■ Records in a dataset ■

------------------------

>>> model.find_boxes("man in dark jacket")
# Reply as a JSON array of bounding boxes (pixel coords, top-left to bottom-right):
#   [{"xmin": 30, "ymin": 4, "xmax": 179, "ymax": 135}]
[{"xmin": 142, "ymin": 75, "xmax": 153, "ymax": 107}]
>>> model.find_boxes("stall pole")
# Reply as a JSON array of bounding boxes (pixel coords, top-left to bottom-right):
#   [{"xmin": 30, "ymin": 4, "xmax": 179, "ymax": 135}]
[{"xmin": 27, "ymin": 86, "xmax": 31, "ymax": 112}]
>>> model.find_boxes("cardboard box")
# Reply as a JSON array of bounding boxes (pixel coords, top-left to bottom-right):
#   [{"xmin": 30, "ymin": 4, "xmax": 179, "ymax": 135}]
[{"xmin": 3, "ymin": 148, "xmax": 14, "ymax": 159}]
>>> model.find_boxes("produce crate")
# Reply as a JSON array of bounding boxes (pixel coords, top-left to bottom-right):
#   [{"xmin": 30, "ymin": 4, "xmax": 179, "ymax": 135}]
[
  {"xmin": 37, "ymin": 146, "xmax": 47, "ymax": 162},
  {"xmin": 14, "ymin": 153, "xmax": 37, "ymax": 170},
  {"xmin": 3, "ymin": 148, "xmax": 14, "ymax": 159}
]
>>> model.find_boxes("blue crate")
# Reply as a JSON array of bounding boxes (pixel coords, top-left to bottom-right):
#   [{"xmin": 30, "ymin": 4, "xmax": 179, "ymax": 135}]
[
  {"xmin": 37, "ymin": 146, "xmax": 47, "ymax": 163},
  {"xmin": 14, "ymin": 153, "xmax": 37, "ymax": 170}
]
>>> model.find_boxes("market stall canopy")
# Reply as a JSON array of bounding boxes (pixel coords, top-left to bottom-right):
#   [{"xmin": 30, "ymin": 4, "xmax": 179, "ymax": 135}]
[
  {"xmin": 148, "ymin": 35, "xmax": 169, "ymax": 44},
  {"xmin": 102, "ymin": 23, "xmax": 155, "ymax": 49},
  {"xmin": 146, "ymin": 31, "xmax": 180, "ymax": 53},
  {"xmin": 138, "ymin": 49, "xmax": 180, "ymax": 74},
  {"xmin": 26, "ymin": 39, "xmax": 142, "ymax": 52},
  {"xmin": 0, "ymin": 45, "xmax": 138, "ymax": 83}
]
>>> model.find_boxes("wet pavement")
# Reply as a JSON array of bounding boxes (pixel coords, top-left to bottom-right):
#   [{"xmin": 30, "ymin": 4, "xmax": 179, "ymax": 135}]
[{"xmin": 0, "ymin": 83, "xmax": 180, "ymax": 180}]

------------------------

■ WHAT TO DO ■
Change "pixel coords" to "pixel coordinates" throughout the records above, leaving every other part of them as it is.

■ TASK ANSWER ■
>>> model.find_boxes("man in dark jacket")
# Reply as a JSON array of bounding boxes (pixel coordinates, top-left to bottom-right):
#   [{"xmin": 30, "ymin": 4, "xmax": 179, "ymax": 135}]
[{"xmin": 142, "ymin": 75, "xmax": 153, "ymax": 107}]
>>> model.find_boxes("stall pole")
# Reply as a JSON array of bounding boxes (pixel coordinates, top-left to bottom-right):
#   [{"xmin": 30, "ymin": 4, "xmax": 179, "ymax": 135}]
[{"xmin": 27, "ymin": 86, "xmax": 31, "ymax": 112}]
>>> model.find_boxes("cardboard box")
# Reply as a JSON array of bounding boxes (pixel coordinates, top-left to bottom-right):
#   [{"xmin": 30, "ymin": 4, "xmax": 179, "ymax": 135}]
[{"xmin": 3, "ymin": 148, "xmax": 14, "ymax": 159}]
>>> model.find_boxes("produce crate")
# Reply as a JSON array of bounding boxes (pixel coordinates, top-left to bottom-right):
#   [{"xmin": 30, "ymin": 4, "xmax": 179, "ymax": 135}]
[
  {"xmin": 37, "ymin": 146, "xmax": 47, "ymax": 162},
  {"xmin": 14, "ymin": 153, "xmax": 37, "ymax": 170},
  {"xmin": 3, "ymin": 148, "xmax": 14, "ymax": 159}
]
>>> model.find_boxes("blue crate")
# Reply as a JSON array of bounding boxes (pixel coordinates, top-left to bottom-right):
#   [{"xmin": 30, "ymin": 4, "xmax": 179, "ymax": 135}]
[
  {"xmin": 37, "ymin": 146, "xmax": 47, "ymax": 163},
  {"xmin": 14, "ymin": 153, "xmax": 37, "ymax": 170}
]
>>> model.find_boxes("market stall canopy")
# Reply as a JSON array of bounding boxes (pixel coordinates, top-left to bottom-right):
#   [{"xmin": 30, "ymin": 4, "xmax": 179, "ymax": 135}]
[
  {"xmin": 148, "ymin": 35, "xmax": 169, "ymax": 44},
  {"xmin": 102, "ymin": 23, "xmax": 155, "ymax": 49},
  {"xmin": 146, "ymin": 31, "xmax": 180, "ymax": 53},
  {"xmin": 138, "ymin": 49, "xmax": 180, "ymax": 74},
  {"xmin": 26, "ymin": 39, "xmax": 142, "ymax": 52},
  {"xmin": 0, "ymin": 45, "xmax": 138, "ymax": 83}
]
>>> model.find_boxes("wet pavement")
# Reply as a JSON array of bounding boxes (pixel coordinates, top-left to bottom-right):
#   [{"xmin": 30, "ymin": 4, "xmax": 179, "ymax": 135}]
[{"xmin": 0, "ymin": 83, "xmax": 180, "ymax": 180}]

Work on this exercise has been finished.